- [REQUIREMENT] Please collect every line in the material that contains the string "target", treating uppercase and lowercase as different, and copy each of those lines.

- - - - - - -

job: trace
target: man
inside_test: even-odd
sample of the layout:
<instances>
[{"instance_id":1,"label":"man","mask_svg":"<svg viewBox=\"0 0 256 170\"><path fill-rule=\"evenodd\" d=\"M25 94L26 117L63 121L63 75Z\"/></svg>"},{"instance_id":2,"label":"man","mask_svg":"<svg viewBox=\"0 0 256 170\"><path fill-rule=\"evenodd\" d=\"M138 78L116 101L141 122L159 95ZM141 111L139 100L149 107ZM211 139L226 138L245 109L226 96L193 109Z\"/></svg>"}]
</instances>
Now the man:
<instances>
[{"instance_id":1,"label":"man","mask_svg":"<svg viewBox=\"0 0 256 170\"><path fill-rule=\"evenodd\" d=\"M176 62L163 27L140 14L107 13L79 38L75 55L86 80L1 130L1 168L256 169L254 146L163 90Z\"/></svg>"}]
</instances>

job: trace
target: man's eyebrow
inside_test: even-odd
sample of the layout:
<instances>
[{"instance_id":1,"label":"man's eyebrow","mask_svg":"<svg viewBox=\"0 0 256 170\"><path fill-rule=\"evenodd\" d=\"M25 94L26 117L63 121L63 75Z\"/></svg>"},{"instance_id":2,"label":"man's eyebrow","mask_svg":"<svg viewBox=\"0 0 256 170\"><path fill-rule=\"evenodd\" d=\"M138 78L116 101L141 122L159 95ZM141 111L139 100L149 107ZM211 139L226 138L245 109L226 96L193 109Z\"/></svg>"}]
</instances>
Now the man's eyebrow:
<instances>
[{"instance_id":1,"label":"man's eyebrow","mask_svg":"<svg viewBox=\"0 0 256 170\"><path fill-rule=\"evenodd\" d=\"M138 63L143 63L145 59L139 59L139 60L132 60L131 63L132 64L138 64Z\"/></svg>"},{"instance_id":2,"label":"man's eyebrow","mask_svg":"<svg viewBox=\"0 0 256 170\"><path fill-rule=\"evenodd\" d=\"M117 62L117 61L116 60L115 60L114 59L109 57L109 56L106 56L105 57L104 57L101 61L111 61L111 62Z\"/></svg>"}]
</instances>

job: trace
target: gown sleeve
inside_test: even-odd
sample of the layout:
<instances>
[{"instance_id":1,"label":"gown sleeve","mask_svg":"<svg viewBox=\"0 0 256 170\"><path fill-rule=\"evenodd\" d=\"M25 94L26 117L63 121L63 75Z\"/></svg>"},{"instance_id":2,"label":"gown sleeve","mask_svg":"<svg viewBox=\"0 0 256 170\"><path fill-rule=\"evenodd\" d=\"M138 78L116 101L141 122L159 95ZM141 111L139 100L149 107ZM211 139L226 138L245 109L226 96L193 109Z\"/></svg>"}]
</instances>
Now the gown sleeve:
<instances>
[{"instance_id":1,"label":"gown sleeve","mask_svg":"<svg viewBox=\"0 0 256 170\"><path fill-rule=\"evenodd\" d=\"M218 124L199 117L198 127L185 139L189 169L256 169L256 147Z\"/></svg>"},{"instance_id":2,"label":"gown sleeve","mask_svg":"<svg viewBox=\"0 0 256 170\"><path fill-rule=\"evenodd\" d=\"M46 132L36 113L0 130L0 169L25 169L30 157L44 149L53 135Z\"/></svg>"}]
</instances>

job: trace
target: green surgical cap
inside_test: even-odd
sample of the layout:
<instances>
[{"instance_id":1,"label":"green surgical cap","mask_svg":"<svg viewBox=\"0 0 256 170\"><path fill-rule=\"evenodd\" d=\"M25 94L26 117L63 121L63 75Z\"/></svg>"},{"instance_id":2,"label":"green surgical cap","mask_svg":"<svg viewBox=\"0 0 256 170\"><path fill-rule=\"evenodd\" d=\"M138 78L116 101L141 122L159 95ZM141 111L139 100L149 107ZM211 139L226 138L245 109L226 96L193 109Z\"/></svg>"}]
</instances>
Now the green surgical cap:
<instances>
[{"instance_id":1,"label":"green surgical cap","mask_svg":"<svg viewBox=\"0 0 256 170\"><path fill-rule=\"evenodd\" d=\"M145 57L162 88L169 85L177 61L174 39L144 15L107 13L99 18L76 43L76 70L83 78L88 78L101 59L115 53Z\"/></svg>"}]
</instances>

- - - - - - -

- [ANSWER]
target: man
target: man's eyebrow
target: gown sleeve
target: green surgical cap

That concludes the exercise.